### Data section
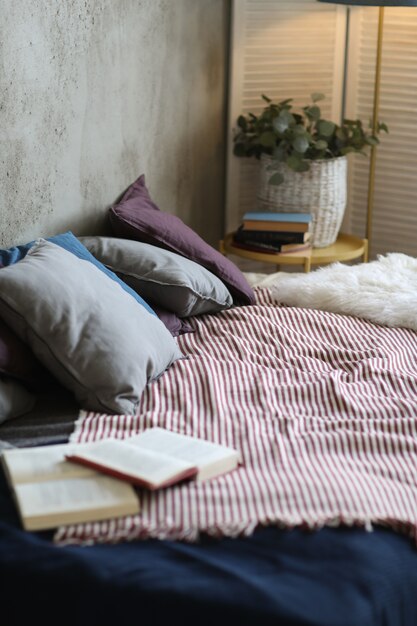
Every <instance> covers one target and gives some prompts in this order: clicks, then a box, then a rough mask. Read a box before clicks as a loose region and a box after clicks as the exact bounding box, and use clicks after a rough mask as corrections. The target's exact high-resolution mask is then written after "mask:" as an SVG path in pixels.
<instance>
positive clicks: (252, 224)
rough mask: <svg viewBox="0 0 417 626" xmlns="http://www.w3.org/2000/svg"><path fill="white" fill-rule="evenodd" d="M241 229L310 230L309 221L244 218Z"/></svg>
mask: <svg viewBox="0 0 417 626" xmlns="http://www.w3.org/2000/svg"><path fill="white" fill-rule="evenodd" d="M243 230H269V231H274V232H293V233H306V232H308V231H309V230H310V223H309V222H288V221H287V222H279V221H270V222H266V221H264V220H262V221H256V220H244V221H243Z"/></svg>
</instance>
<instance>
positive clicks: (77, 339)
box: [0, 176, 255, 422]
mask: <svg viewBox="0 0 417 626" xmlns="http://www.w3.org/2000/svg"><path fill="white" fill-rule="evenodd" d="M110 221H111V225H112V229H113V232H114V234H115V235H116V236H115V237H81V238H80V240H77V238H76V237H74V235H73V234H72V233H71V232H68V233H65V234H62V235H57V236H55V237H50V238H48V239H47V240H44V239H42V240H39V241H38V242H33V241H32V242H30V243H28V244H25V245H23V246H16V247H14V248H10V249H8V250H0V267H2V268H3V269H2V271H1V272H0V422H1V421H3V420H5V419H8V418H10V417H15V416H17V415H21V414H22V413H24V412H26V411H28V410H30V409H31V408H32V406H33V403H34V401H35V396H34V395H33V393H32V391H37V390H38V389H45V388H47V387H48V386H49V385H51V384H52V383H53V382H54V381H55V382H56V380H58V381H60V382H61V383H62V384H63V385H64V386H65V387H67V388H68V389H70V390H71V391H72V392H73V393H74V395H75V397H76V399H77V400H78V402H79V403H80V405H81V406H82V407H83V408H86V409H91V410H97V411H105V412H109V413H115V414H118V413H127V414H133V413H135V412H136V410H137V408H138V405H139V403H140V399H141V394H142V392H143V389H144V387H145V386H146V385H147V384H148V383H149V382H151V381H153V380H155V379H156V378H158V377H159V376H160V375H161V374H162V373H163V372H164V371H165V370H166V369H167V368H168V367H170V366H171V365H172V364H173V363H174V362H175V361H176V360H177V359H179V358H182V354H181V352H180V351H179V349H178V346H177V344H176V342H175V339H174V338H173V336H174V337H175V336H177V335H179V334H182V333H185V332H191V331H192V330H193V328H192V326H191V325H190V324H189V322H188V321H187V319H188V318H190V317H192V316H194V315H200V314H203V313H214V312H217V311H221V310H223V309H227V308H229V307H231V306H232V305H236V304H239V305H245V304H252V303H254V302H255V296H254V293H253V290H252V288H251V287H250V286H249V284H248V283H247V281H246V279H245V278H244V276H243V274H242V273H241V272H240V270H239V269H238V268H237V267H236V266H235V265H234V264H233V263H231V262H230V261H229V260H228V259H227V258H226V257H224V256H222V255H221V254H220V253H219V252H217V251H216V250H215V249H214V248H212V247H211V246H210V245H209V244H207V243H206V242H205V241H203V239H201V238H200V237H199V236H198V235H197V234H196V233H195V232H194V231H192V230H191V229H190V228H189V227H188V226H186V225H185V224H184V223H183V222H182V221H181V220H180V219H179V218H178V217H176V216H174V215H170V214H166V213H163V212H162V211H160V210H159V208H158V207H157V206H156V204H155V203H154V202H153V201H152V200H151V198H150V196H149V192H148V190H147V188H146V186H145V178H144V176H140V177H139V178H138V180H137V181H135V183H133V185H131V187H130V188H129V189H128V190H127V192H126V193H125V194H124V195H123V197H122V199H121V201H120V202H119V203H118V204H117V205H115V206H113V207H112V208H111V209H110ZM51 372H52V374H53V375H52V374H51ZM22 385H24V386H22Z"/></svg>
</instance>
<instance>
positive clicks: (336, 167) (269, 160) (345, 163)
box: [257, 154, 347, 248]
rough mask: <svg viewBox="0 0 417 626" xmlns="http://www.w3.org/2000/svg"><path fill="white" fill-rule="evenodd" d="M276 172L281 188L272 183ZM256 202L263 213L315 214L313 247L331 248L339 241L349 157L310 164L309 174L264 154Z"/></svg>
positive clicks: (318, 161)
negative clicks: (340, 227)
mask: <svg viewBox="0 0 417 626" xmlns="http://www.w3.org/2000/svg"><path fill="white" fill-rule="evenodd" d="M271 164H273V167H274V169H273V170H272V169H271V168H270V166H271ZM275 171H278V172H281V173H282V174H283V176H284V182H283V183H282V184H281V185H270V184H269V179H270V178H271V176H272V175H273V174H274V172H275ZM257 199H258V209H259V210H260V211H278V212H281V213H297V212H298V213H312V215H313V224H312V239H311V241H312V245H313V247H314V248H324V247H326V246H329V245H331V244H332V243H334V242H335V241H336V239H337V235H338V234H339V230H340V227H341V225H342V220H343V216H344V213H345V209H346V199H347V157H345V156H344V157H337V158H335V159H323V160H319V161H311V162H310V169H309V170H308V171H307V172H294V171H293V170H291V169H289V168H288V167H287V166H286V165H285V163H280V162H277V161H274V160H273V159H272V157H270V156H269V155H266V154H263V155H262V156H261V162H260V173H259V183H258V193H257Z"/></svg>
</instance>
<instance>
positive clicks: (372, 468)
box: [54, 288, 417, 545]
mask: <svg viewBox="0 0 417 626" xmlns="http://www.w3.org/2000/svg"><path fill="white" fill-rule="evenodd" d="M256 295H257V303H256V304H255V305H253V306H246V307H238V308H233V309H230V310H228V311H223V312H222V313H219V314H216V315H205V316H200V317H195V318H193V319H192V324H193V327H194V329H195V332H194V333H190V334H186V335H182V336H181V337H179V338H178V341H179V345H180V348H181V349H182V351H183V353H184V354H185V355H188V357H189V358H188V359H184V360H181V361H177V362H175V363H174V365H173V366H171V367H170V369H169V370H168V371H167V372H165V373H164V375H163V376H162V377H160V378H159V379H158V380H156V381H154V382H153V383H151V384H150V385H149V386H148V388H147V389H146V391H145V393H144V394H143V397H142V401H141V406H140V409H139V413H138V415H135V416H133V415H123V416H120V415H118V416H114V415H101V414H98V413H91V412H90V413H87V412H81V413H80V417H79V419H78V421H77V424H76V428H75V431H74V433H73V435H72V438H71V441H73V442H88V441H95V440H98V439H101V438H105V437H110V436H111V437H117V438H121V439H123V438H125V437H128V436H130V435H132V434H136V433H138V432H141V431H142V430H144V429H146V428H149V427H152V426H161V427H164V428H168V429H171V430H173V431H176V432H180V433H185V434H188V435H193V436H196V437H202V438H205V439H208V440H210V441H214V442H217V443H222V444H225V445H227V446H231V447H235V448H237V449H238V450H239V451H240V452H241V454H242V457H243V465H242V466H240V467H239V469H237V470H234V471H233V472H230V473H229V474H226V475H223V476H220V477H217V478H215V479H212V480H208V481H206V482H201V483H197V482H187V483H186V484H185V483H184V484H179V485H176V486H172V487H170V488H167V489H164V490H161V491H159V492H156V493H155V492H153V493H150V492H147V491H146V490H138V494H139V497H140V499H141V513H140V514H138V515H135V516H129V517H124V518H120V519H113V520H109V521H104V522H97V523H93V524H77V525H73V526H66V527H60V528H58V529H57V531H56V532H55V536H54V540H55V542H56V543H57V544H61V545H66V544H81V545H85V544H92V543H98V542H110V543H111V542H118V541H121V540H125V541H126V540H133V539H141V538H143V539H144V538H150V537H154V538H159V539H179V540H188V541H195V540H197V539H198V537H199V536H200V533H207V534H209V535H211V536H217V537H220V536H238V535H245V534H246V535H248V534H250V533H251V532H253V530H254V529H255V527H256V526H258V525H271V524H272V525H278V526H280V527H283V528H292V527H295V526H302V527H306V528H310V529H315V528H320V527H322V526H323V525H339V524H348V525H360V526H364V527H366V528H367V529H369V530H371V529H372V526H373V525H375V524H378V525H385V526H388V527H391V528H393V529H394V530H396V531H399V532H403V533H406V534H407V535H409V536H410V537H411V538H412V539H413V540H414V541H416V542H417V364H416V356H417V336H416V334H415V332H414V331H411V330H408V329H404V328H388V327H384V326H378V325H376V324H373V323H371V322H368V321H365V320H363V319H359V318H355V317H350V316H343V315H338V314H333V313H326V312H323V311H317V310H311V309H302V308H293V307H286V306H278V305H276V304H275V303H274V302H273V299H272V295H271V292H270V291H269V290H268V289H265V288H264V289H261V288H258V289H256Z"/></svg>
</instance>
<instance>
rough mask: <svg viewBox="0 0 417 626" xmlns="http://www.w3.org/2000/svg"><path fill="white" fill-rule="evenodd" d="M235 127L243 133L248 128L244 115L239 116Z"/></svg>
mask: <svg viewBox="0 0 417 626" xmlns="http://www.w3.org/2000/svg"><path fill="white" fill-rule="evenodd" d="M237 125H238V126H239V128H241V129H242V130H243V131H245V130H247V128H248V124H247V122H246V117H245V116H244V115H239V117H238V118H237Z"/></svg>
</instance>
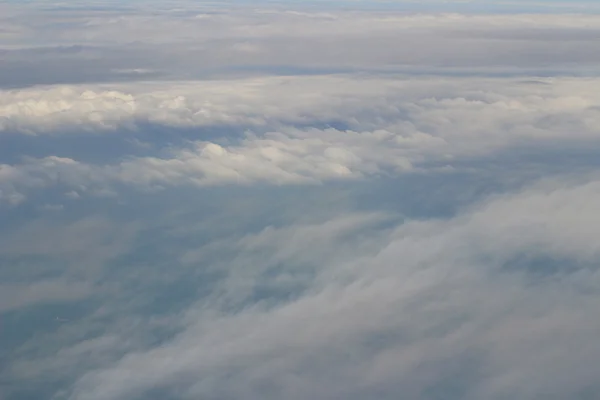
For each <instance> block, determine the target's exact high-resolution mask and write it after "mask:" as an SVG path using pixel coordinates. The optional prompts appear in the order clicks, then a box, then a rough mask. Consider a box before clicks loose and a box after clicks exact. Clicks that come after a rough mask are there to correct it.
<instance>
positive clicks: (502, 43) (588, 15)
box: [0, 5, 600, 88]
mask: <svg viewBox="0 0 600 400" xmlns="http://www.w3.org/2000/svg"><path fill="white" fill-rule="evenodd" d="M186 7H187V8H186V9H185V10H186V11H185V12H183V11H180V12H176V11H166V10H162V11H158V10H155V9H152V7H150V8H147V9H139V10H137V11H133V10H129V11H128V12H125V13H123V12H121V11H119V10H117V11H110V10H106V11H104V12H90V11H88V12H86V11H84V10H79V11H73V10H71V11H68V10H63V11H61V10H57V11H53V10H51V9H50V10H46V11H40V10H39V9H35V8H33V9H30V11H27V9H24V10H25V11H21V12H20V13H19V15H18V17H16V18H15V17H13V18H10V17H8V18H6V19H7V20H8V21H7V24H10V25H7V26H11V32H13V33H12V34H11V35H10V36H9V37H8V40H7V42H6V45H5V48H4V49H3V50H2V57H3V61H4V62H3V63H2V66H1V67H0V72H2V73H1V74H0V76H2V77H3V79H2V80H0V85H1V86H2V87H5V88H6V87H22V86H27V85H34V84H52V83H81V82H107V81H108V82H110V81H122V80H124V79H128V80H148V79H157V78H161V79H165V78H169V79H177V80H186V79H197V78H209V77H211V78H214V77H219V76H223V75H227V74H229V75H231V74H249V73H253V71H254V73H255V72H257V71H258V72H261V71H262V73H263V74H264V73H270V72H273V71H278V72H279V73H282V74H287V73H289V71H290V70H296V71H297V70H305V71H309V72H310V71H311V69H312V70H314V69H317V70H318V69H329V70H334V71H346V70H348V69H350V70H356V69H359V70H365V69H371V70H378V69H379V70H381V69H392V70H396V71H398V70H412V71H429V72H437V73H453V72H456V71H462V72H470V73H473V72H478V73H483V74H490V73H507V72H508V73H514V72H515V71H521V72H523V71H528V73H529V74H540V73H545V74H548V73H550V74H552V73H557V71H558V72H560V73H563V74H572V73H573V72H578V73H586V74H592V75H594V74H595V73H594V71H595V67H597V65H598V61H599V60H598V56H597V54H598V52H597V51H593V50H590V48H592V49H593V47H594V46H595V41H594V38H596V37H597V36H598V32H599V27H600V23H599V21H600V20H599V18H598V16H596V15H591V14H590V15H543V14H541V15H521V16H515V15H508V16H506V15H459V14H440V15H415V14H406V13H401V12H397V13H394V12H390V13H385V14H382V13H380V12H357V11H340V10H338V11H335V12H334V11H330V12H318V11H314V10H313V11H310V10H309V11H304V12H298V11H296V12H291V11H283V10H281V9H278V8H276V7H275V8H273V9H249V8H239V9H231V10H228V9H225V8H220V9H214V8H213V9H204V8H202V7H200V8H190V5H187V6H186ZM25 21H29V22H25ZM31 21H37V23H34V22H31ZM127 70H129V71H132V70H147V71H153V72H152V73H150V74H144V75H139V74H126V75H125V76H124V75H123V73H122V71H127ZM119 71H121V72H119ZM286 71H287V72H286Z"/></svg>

### Problem details
All that is needed is the exact run of lines above from the line containing "positive clicks: (336, 167)" through the line containing "positive clicks: (372, 468)", both of them included.

### Exercise response
positive clicks: (336, 167) (269, 160) (345, 163)
box: [257, 154, 347, 248]
rough mask: <svg viewBox="0 0 417 626" xmlns="http://www.w3.org/2000/svg"><path fill="white" fill-rule="evenodd" d="M276 172L281 188L272 183ZM256 202L263 213L315 214L313 247L331 248L339 241L349 157L310 164L309 174L264 154Z"/></svg>
positive clicks: (318, 161)
negative clicks: (340, 227)
mask: <svg viewBox="0 0 417 626" xmlns="http://www.w3.org/2000/svg"><path fill="white" fill-rule="evenodd" d="M271 164H273V167H274V169H273V170H272V169H271V168H270V166H271ZM275 171H278V172H281V173H282V174H283V176H284V182H283V183H282V184H281V185H270V184H269V179H270V178H271V176H272V175H273V174H274V172H275ZM257 199H258V209H259V210H260V211H278V212H281V213H297V212H298V213H312V215H313V224H312V239H311V241H312V245H313V247H314V248H324V247H326V246H329V245H331V244H332V243H334V242H335V241H336V239H337V235H338V234H339V230H340V227H341V225H342V220H343V216H344V213H345V209H346V199H347V157H345V156H344V157H337V158H335V159H323V160H319V161H311V162H310V169H309V170H308V171H307V172H294V171H293V170H291V169H289V168H288V167H287V166H286V165H285V163H280V162H277V161H274V160H273V159H272V157H270V156H269V155H266V154H263V155H262V156H261V162H260V173H259V183H258V193H257Z"/></svg>
</instance>
<instance>
positive clicks: (372, 468)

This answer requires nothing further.